(Exercise instructions): Arrange every line in the rows below as a JSON list of strings, one string per line, leaving out any blank lines.

(Supplied data):
— start —

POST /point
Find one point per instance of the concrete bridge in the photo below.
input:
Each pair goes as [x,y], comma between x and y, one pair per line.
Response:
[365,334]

— end —

(Exercise response):
[
  "POST /point",
  "Find one point per instance of the concrete bridge in the photo below.",
  "input:",
  "Each pair goes as [x,y], comma between x and y, one pair per line.",
  "Response:",
  "[365,334]"
]